* [STATED EXERCISE] Without omitting anything, retype the data that follows.

══ GIVEN INFORMATION ══

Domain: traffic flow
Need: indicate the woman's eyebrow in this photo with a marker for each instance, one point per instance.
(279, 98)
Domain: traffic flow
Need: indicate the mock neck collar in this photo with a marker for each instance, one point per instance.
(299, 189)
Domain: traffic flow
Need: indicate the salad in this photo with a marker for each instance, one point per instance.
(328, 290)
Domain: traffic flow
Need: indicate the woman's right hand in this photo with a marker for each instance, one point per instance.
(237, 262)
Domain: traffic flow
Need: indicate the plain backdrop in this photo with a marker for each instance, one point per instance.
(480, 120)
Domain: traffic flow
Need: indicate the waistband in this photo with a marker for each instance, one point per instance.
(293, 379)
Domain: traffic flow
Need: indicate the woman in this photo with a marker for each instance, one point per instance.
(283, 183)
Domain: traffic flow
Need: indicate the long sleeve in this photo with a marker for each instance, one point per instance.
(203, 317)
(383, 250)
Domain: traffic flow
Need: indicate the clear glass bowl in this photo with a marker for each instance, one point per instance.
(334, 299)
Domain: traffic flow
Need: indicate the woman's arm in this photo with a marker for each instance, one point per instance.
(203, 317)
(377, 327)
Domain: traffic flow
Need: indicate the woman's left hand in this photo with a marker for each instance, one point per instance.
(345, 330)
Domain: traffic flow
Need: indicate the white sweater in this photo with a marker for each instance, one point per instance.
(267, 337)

═══

* [ANSWER TO THIS PROBLEM]
Domain: traffic flow
Need: indicate the woman's eyebrow in this photo with a marker for each instance, one point per instance.
(279, 98)
Domain: traffic flow
Need: indicate the mock neck collar in this photo with a marker for each instance, one point per instance.
(299, 189)
Domain: traffic flow
Need: indicate the salad in this photo with a marker for each instance, one point per instance.
(328, 290)
Domain: traffic flow
Need: indicate the woman's right hand in this photo with a marker for each instance, one point per instance.
(237, 262)
Domain: traffic flow
Need: indicate the plain backdrop in this photo with a marker for each instance, one point per instance.
(480, 120)
Domain: traffic flow
Need: indicate the waistband in this photo with a marker for each instance, one point per instance.
(293, 379)
Domain: traffic flow
Need: indicate the woman in this photo with a marker for each instance, one point per instance.
(283, 183)
Domain: traffic flow
Need: indicate the long sleeve in this photo with a marker for each instance, one point per instance.
(203, 317)
(383, 250)
Domain: traffic flow
Need: indicate the clear glass bowl in this photo with a marker for each instance, one point per instance.
(334, 299)
Domain: traffic flow
Need: indicate the woman's arm in this photo with a marker for each instance, one point per instance.
(203, 317)
(377, 327)
Domain: traffic flow
Need: indicate the woman's left hand in this photo with a marker for each instance, one point per instance.
(345, 330)
Domain: traffic flow
Need: indicate the white sweater in this photo with a marker for each instance, one point per instance.
(267, 337)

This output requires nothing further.